*** DATA LISTING

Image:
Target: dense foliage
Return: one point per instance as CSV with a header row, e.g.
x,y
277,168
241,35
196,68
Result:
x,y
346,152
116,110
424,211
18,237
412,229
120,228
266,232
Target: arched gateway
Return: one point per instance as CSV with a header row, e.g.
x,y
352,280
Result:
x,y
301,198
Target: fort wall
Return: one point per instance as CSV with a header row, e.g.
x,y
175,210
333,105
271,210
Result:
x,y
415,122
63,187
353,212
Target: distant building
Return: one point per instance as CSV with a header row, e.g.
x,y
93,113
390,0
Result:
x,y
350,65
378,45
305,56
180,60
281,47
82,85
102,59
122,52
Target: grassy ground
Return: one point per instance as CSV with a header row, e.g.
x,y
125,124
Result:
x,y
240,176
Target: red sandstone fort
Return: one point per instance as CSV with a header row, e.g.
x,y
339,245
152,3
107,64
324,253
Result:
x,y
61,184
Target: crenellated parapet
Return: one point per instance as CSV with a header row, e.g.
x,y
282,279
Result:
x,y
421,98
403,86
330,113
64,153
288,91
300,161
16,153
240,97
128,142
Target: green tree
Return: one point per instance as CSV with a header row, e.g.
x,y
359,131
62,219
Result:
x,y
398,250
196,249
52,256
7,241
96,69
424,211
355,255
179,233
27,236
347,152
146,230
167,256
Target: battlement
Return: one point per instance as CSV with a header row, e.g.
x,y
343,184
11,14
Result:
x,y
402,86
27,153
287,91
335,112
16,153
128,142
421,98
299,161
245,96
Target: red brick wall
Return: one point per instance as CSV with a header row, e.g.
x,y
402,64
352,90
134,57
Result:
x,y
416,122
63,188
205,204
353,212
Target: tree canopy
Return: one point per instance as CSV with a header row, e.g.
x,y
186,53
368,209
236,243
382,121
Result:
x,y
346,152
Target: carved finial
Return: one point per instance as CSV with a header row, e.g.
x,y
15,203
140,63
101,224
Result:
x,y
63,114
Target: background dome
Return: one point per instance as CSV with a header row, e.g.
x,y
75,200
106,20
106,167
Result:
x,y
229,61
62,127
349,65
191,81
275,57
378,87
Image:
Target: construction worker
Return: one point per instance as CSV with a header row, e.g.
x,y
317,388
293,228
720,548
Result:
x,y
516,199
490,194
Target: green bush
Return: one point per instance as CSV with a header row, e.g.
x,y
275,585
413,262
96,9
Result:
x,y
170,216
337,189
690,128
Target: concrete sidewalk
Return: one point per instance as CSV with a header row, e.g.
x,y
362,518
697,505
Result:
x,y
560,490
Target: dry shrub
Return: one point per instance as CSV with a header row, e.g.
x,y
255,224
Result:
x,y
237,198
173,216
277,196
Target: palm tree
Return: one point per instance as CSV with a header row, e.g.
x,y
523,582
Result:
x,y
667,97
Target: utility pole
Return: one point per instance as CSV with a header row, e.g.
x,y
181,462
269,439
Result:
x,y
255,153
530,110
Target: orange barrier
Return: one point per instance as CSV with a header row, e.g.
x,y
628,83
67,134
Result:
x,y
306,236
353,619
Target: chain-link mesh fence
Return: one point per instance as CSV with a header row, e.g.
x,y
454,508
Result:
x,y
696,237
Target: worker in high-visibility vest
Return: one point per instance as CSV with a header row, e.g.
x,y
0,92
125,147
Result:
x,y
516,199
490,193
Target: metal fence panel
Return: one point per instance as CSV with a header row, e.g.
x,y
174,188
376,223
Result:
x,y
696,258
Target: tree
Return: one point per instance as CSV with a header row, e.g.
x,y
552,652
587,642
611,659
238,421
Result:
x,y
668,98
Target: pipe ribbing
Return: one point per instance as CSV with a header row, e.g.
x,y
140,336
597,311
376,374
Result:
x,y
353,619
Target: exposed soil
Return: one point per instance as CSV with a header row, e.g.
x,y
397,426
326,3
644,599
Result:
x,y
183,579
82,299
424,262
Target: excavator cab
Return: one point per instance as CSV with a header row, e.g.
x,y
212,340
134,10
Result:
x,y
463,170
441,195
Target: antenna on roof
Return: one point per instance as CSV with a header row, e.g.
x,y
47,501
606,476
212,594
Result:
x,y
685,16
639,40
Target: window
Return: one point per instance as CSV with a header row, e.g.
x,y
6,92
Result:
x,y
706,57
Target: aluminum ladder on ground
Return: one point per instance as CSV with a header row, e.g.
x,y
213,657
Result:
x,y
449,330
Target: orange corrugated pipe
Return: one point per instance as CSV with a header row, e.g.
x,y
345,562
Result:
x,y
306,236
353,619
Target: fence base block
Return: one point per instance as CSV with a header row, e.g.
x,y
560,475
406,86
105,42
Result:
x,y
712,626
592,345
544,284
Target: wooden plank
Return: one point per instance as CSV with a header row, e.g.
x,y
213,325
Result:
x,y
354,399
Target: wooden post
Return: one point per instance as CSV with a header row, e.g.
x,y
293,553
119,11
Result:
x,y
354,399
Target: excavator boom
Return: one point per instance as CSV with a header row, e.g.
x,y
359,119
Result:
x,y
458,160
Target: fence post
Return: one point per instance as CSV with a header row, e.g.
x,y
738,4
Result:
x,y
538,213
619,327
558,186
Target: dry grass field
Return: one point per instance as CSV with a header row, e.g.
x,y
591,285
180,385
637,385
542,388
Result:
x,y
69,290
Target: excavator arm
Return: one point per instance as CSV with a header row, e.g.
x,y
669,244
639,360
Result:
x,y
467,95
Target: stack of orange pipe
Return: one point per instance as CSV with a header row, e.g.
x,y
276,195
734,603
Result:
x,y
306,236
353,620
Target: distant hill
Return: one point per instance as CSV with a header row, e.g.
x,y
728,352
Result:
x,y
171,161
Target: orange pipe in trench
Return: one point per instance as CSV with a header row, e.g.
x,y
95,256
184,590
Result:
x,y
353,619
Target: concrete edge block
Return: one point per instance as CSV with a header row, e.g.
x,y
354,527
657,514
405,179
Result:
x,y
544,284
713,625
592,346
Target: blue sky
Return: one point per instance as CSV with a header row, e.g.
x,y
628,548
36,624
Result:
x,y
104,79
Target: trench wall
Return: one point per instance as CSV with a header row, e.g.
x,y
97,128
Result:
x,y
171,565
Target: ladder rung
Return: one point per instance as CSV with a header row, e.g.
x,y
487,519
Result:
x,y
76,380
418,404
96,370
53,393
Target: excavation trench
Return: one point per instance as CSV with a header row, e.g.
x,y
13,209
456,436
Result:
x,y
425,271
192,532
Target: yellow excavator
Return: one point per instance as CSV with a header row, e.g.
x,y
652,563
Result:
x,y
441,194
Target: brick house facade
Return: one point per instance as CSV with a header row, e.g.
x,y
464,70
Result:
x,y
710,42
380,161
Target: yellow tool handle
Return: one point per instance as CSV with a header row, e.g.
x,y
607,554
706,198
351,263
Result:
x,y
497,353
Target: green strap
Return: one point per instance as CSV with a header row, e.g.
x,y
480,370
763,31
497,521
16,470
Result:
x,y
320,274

******

AIM OF THE EXERCISE:
Please show every line of the entries above that contains the word "ladder".

EXPECTED ANSWER:
Target: aluminum ladder on ground
Target: ladder rung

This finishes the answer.